**Record set:**
━━━

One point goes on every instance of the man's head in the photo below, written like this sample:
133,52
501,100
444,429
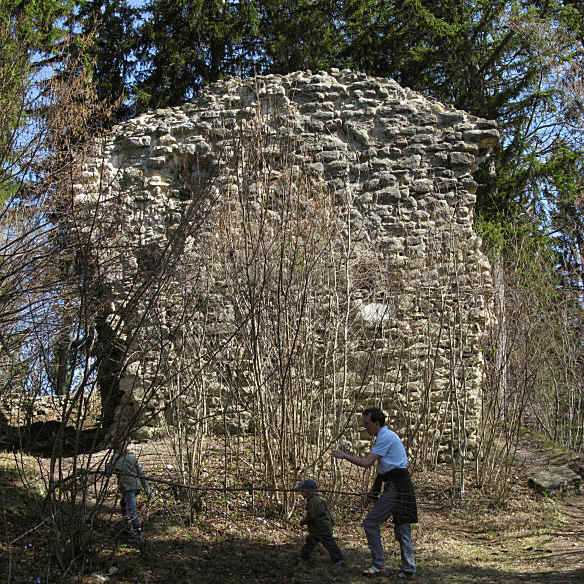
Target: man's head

━━━

**What the task asks:**
Quote the data above word for word, leaving out the picture.

**Final result:**
One point goes on every instance of the man's head in the photo below, written like this sample:
133,52
501,100
444,429
Target: man's head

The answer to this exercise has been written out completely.